Please count the lines of the material below that contain the string "woman". Give only the number.

* [AVAILABLE DATA]
^^^^^^^^^^^^^^^^

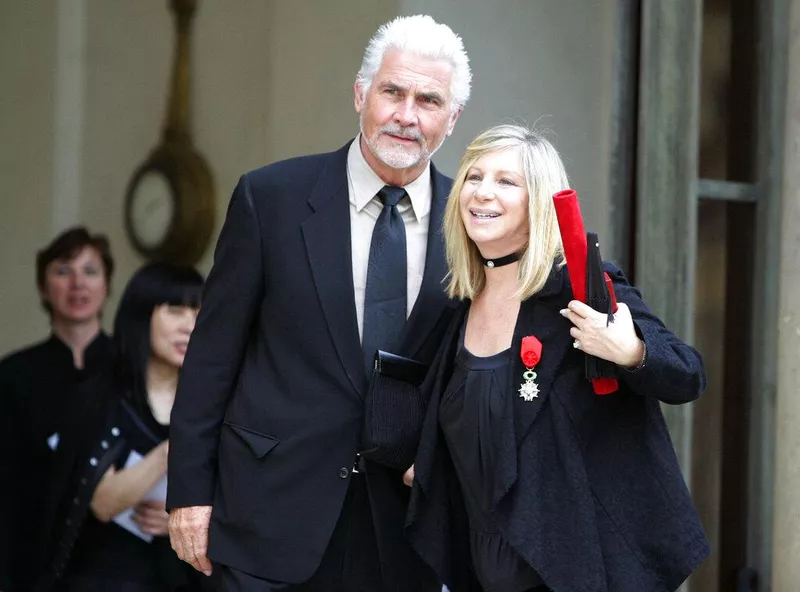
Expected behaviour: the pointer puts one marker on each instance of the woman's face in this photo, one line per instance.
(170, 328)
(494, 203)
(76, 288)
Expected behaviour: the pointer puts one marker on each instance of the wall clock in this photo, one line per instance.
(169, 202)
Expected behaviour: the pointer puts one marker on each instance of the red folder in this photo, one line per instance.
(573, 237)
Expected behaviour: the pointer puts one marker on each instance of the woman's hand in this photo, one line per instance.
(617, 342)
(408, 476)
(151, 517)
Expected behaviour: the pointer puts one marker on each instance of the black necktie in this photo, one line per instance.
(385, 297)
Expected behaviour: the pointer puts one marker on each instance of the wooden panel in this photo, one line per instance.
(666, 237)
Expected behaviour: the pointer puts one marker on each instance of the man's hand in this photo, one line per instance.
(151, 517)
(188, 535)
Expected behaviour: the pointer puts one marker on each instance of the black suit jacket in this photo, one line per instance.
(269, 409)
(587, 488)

^^^^^^^^^^^^^^^^

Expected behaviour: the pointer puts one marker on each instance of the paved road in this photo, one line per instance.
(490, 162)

^^^^^^^^^^^^^^^^

* [EXERCISE RESPONSE] 2